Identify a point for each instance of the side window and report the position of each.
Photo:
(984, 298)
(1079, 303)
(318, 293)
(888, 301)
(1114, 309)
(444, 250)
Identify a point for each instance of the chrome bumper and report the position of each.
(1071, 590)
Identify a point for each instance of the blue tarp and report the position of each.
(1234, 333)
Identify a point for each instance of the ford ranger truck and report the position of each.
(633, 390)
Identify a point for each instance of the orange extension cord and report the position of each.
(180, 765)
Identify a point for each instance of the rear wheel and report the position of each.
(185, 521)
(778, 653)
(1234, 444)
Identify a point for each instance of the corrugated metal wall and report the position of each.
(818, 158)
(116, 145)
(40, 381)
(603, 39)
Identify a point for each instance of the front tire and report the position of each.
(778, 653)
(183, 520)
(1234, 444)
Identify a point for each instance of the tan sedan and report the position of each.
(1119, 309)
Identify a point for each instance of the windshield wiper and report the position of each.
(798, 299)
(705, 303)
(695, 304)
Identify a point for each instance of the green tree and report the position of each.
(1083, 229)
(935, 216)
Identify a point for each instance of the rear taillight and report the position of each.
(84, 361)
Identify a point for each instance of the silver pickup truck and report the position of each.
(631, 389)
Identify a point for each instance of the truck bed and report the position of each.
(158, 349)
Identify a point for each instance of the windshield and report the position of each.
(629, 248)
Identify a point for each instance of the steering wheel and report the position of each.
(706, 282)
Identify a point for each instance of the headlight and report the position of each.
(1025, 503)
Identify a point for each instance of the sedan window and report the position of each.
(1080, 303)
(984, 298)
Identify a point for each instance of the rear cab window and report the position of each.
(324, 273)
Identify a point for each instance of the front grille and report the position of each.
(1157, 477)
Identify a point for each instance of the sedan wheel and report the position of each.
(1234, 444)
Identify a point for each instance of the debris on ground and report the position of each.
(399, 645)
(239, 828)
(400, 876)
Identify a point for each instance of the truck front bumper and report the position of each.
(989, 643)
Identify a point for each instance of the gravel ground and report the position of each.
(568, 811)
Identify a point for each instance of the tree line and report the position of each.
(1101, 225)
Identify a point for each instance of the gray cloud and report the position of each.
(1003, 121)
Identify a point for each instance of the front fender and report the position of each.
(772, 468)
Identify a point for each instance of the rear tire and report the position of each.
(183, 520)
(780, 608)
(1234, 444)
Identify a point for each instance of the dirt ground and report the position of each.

=== Written instruction ===
Please extract exactly, and only, the lines from the line containing "Identify a point for each instance of the front tire" through the last line of the records.

=== Written solution ===
Identify a point for each instance of the front tire and report the position of each.
(778, 653)
(183, 520)
(1234, 444)
Identify a point for each instance of the tan sedan and report the position of each.
(1119, 309)
Identify a point for each instance of the windshield wiper and report the position of each.
(798, 299)
(705, 303)
(695, 304)
Identify a point for each instance of the green tree and report the position of each.
(1083, 229)
(935, 216)
Identify a point for each instance of the rear taillight and report the position of each.
(84, 361)
Identify a point for each instance of the silver pickup truck and report the position of each.
(631, 389)
Identify a point for each instance of the truck bed and report the position of each.
(158, 349)
Identify a point for each instance of the windshield and report the position of each.
(629, 248)
Identify a point for each instance of the steering wheel and report the position of each.
(706, 282)
Identify a point for each instance of the headlight and report the position of each.
(1025, 503)
Identify a point for each instance of the sedan window and report the position of each.
(1080, 303)
(984, 298)
Identify a point for each instance of the rear cab window and report the position of each.
(324, 273)
Identify a point for each instance of the front grille and report the position of each.
(1157, 477)
Identify a point for each instance of the sedan wheel and report the position of each.
(1234, 444)
Identify a point for each instance of the debris on ground and report the position of each.
(399, 645)
(239, 828)
(400, 876)
Identify a point for each instance of the truck front bumper and report the position of each.
(989, 643)
Identify a point for each instance of the gravel ground and report the position of each.
(568, 811)
Identify a point for each instance of the tree line and report the position of each.
(1101, 225)
Identify a point for each instance of the gray cloud and report the position of each.
(1003, 121)
Identify a point for each instance of the front fender and report the position of each.
(772, 468)
Identify a point for each instance of the rear tire and report the position of each.
(183, 520)
(780, 608)
(1234, 444)
Identify a point for each instance of the dirt ground and report the position of each.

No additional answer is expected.